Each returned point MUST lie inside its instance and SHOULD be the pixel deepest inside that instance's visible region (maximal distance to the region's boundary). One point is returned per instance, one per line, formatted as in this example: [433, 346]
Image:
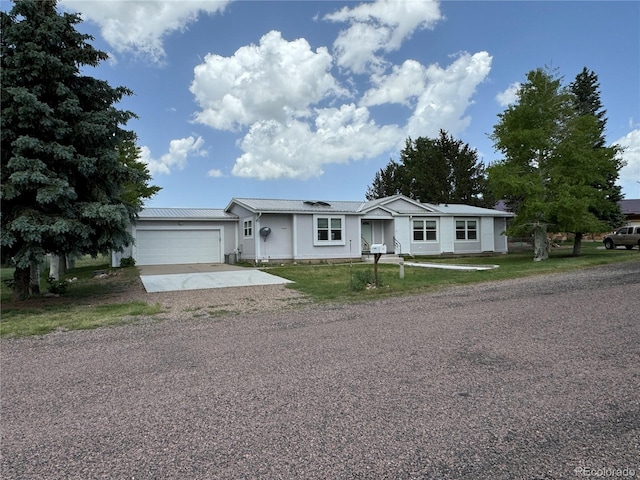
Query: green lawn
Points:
[334, 282]
[87, 303]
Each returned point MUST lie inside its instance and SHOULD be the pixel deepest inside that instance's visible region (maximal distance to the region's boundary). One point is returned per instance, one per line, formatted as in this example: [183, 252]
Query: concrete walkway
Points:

═══

In the listing above, locate each line with "Query" and copy it.

Query: green lawn
Query: concrete walkway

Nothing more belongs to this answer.